Building a Bike vs. Running a Production Line
Think about how you'd build a single bicycle in your garage. You grab a wrench, bolt the wheels onto the frame, eyeball the alignment, and tighten things down. Something doesn't quite fit? You loosen a bolt, nudge the frame, and try again.
The tolerances are loose because you are the integrator. Your hands and eyes close every gap. If the seat tube is a millimeter off, you adapt the next step to match.
That's what writing software by hand looks like. You hold the whole thing in your head. You write a function, realize it doesn't quite plug into the caller, and you adjust both sides until they meet in the middle. Mistakes get corrected as you go. The codebase is forgiving because a single mind is reconciling the inconsistencies in real time.
Now picture a Toyota plant. Or, going back further, a Ford Model T line in 1913. The frame arrives at station two, and station two does not get to renegotiate what the frame looks like. If the bolt holes aren't where the spec says they are, the line stops.
Everything moves fast, orders of magnitude faster than the garage. But only because every handoff between stations is rigidly defined. There is no "we'll just shave a bit off this side to make it fit." The output of station one is the input contract for station two, and that contract is non-negotiable.

**Record set:**

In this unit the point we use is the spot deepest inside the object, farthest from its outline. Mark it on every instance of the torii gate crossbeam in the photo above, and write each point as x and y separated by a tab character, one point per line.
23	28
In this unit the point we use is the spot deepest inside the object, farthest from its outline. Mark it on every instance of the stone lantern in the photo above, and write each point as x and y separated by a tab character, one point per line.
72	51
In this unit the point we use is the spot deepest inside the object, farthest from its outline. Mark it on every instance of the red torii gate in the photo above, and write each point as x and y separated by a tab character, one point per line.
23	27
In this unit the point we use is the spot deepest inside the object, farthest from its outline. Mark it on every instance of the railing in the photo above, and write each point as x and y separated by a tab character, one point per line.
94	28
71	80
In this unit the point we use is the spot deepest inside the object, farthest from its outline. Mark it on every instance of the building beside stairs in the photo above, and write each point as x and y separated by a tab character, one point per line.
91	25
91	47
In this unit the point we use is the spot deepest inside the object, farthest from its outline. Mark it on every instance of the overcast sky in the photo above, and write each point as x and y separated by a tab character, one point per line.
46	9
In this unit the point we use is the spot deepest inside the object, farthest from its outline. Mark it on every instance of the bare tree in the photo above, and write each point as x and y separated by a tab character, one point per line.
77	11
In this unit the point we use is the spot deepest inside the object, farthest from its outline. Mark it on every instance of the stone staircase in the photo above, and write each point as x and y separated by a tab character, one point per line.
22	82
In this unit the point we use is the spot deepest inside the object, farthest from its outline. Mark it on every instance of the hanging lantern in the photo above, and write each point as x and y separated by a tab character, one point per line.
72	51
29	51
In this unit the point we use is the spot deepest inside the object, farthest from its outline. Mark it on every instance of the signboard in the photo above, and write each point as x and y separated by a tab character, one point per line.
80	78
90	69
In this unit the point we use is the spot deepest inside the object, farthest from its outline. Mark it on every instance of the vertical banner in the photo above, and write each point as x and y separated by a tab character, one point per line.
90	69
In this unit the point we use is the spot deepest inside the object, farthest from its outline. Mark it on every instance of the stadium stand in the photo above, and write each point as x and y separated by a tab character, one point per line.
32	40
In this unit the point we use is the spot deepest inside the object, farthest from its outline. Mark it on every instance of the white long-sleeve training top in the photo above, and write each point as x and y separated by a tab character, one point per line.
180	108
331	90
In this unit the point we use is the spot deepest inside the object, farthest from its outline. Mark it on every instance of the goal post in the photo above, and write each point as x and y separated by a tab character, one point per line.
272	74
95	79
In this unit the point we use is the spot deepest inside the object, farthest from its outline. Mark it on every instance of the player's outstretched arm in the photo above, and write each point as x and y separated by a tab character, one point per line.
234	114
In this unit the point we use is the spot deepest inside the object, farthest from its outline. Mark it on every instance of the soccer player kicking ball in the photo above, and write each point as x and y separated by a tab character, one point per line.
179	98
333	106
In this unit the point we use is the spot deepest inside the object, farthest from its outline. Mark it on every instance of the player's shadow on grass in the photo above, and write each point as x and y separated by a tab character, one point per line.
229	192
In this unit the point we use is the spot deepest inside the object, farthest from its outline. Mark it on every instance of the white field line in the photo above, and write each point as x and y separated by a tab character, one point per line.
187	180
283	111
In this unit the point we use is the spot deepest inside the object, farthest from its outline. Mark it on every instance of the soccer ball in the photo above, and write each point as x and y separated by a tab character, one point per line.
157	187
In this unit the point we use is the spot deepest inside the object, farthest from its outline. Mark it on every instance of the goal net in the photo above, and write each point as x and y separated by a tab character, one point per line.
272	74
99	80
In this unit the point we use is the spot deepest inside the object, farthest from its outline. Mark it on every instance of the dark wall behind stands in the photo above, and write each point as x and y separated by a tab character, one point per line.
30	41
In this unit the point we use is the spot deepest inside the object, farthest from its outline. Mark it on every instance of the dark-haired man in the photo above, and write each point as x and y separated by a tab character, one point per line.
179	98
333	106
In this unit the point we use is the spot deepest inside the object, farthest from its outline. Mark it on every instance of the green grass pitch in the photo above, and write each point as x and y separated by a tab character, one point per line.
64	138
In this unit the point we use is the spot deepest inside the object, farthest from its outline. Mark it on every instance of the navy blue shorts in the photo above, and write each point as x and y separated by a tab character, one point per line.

**Problem statement:**
In the text on building a bike versus running a production line, why can the line run orders of magnitude faster than the garage? Answer in one to three sentences.

**Result for this task:**
The line moves that fast only because every handoff between stations is rigidly defined. The output of one station is a non-negotiable input contract for the next, so no part is adjusted to make it fit.